AIM OF THE EXERCISE » Keeping every word and mark, copy all of the data.

MATERIAL SUPPLIED »
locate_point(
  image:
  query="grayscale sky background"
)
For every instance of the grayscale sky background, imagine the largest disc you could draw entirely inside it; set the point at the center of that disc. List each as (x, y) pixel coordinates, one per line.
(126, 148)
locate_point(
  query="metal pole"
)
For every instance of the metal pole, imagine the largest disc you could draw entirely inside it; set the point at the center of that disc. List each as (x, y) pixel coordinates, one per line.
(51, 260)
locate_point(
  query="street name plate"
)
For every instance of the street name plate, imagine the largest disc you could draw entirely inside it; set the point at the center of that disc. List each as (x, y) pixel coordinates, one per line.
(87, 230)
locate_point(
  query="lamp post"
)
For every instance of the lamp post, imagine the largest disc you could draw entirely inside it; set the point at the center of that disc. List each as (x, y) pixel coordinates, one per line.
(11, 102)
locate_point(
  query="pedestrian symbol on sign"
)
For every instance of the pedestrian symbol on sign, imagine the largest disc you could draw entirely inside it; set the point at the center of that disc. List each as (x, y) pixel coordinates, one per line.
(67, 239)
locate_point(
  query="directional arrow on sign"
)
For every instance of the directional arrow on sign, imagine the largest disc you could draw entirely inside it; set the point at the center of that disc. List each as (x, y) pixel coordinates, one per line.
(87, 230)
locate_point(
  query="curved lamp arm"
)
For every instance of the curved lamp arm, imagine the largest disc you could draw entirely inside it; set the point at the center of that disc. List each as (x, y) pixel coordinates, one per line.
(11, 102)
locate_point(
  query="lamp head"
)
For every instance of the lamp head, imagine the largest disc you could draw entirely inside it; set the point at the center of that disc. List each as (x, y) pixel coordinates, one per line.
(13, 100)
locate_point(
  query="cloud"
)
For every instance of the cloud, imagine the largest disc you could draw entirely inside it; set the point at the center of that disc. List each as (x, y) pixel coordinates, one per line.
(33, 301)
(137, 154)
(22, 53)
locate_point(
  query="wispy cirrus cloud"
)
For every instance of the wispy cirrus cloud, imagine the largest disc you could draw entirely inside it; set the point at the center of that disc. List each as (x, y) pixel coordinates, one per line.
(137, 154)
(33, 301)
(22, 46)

YOUR RESPONSE »
locate_point(
  image:
  query="grayscale sky background"
)
For every instance of the grayscale sky background, imagine the largest disc you could draw entirely inside it; set the point at the center of that disc. List each as (x, y) pixel coordinates, one per line.
(126, 148)
locate_point(
  query="metal pole"
)
For every instance of the metal pole, imagine the largest disc you could draw entirely inside it; set the point at the center of that disc. List each as (x, y) pixel coordinates, one per line.
(51, 260)
locate_point(
  query="street name plate"
)
For every instance of the street name plate, imagine the largest disc you could draw entirely inside it; set the point at the center of that disc. List each as (x, y) pixel coordinates, one per line.
(87, 230)
locate_point(
  query="lamp post"
)
For every instance of the lamp post, imagine the largest disc you could draw entirely inside it; set the point at the center of that disc. List each as (x, y) pixel coordinates, one per line.
(11, 102)
locate_point(
  query="pedestrian symbol on sign"
)
For every instance of the pedestrian symbol on sign, imagine the largest disc you could draw entirely inside it; set the point at the center of that disc. List each as (x, y) pixel coordinates, one per line.
(67, 239)
locate_point(
  query="directional arrow on sign"
)
For every instance of the directional arrow on sign, imagine the largest disc you could draw entirely inside it; set the point at the center of that disc. List each as (x, y) pixel coordinates, one per line.
(87, 230)
locate_point(
  query="curved lamp arm"
)
For every instance of the curved lamp arm, imagine the largest disc you could draw entirely inside it; set the point at the center of that disc. List each as (x, y) pixel coordinates, one per line.
(11, 102)
locate_point(
  query="lamp head"
)
For every instance of the lamp head, imagine the largest disc you could draw entirely inside it; set the point at the center of that disc. List each as (x, y) pixel coordinates, one per line.
(13, 100)
locate_point(
  query="cloud"
)
For every instance of the cloud, imagine the largest disc you could draw entirely inside it; set the point at the center of that disc. List each as (x, y) pixel coordinates, one per line.
(33, 301)
(137, 154)
(22, 53)
locate_point(
  query="wispy cirrus cloud"
)
For every instance of the wispy cirrus cloud, imagine the largest disc you could draw entirely inside it; set the point at the center of that disc. List each as (x, y) pixel coordinates, one per line.
(137, 154)
(33, 301)
(22, 46)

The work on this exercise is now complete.